▸ **Task instructions**
A: Please translate this sentence from the podcast interview into Spanish: "I’ll tell you a few things that I’m interested in and that I’m working on."
B: According to the podcast interview, in what year did Ariel Gershon complete his medical school training?
C: Repeat the part of the podcast interview starting with "Dr. Ariel: Yeah, I" and going on through "part of it.".

▸ **Text block**
..........
Francesca: This is Francesca from the Smart Growth Rocket Podcast by topclassedge.com. More people than ever are making big leaps to their goals, carving their own paths, and being really successful in the process. And on this show, I talked to these bright, shiny successful professionals and entrepreneurs to discuss the ideas, the opportunities, and the strategies they’re taking advantage of so we can all be happier and wealthier. All right, so today I’m super excited to have Dr. Ariel Gershon here with us today. So a little bit of an introduction, Ariel Gershon completed his medical school training in 2019 at the Schulich School of Medicine and Dentistry. You also completed the specialist program in Pathobiology at the University of Toronto, and you’re currently a pathology resident at the University of Toronto, is that all correct?

Dr. Ariel: Yeah, I actually recently changed from pathology to medical genetics, so now I’m a resident in medical genetics. I went to med school at Western and I did my undergrad in Pathobiology and kind of like Biochemistry, and right now I am at U.T. I spent the last three years studying anatomic pathology and I’ve switched over now to more of a medical geneticist residency,  out of sick kids. I’ll tell you a few things that I’m interested in and that I’m working on. So one thing is I’m really passionate about medical education, I think lots of medicine if you are academically minded can be very rewarding, there’s lots of teaching, and lots of learning going on. People say that medicine is like lifelong learning or like the arts take a long time to learn and so there’s lots of teaching opportunities part of it.
..........
▸ **Dataset**
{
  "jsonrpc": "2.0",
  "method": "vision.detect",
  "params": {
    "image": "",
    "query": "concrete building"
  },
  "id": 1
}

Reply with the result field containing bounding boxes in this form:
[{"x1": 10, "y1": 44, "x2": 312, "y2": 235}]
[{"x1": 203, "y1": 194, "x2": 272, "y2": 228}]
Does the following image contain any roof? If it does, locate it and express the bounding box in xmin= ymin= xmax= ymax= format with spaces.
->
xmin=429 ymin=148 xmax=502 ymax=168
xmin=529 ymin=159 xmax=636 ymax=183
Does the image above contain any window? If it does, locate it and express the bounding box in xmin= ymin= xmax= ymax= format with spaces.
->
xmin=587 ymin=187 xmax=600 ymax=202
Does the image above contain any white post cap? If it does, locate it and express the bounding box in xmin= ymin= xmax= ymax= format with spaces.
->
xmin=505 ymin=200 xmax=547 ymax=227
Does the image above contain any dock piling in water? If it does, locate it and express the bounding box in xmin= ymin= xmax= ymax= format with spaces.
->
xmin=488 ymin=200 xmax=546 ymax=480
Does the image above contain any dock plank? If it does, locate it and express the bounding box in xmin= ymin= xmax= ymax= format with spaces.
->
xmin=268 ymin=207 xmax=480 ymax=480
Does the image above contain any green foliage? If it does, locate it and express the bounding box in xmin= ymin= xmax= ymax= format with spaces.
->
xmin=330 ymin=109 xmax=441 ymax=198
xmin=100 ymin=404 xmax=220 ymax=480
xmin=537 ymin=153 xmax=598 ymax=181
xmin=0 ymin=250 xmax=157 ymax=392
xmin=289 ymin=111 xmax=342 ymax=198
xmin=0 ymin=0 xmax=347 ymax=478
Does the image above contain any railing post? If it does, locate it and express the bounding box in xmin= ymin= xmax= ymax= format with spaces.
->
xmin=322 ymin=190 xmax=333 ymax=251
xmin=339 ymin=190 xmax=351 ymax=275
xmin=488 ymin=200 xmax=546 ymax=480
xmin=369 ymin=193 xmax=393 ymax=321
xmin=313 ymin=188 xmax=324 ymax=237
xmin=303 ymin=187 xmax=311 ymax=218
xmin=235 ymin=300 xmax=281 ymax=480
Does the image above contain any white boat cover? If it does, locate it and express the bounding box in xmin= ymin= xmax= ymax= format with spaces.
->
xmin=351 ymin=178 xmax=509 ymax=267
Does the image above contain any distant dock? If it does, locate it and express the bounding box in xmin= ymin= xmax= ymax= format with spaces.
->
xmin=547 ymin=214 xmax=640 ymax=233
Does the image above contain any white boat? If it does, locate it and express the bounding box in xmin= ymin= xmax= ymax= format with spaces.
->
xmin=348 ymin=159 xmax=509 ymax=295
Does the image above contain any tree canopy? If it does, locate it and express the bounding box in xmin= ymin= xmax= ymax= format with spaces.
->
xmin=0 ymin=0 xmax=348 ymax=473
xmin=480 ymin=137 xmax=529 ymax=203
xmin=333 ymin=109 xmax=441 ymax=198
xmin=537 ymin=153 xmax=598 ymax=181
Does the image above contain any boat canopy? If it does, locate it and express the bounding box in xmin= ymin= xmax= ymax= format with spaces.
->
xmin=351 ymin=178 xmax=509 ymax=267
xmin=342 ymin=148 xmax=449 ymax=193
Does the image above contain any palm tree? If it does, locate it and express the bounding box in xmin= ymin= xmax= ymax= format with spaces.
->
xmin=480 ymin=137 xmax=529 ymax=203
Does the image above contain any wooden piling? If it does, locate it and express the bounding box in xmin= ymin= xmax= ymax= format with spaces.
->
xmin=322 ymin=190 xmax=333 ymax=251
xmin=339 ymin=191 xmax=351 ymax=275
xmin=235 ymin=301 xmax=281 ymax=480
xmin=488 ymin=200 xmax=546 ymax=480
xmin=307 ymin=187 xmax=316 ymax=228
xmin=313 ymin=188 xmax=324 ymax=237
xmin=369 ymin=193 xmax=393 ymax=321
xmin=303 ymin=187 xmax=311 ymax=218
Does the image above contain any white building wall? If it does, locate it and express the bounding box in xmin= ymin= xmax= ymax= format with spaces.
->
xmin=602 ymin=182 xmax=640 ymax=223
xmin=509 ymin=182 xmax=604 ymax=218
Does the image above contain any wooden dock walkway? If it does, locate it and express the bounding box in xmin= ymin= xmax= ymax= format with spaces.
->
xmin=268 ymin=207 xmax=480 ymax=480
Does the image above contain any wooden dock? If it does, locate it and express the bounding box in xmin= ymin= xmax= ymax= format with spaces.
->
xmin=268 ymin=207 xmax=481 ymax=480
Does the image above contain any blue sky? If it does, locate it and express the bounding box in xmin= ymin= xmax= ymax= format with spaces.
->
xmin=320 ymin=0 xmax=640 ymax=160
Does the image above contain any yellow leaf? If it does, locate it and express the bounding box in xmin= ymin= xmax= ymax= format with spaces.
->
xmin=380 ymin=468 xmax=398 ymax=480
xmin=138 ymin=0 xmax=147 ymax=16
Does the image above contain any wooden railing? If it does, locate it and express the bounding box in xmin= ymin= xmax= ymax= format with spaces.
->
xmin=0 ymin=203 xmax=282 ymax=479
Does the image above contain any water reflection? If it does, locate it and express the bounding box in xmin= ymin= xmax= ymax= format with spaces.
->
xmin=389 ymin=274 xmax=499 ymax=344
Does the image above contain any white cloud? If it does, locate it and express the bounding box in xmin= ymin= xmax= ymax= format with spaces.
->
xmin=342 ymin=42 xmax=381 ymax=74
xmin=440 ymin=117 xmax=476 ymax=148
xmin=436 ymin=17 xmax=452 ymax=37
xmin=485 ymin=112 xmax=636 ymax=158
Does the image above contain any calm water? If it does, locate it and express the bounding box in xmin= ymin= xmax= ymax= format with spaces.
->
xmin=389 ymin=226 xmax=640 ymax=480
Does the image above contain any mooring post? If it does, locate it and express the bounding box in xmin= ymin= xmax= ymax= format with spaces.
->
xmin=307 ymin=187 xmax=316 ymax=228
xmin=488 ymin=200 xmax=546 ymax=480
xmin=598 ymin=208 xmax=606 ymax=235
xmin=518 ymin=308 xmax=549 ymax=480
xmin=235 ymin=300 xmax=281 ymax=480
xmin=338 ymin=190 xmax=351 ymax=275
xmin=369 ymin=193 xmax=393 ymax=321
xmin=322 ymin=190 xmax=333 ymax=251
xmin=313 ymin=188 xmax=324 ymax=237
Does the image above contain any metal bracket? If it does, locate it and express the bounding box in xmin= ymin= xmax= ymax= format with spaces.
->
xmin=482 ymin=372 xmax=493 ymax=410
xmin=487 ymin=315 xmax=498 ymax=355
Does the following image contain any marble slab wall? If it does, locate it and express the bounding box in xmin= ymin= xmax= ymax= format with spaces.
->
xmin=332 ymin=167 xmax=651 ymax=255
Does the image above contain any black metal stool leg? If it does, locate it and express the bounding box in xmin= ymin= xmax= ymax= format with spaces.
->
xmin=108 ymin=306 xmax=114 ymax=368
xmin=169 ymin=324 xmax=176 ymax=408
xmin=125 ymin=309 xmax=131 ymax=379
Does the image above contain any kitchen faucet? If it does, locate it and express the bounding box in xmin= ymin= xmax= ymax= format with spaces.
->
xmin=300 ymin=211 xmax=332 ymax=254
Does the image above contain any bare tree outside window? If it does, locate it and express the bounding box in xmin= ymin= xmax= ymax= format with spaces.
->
..........
▸ **Exercise solutions**
A: Te contaré algunas cosas que me interesan y en las que estoy trabajando.

B: 2019.

C:
Dr. Ariel: Yeah, I actually recently changed from pathology to medical genetics, so now I’m a resident in medical genetics. I went to med school at Western and I did my undergrad in Pathobiology and kind of like Biochemistry, and right now I am at U.T. I spent the last three years studying anatomic pathology and I’ve switched over now to more of a medical geneticist residency,  out of sick kids. I’ll tell you a few things that I’m interested in and that I’m working on. So one thing is I’m really passionate about medical education, I think lots of medicine if you are academically minded can be very rewarding, there’s lots of teaching, and lots of learning going on. People say that medicine is like lifelong learning or like the arts take a long time to learn and so there’s lots of teaching opportunities part of it.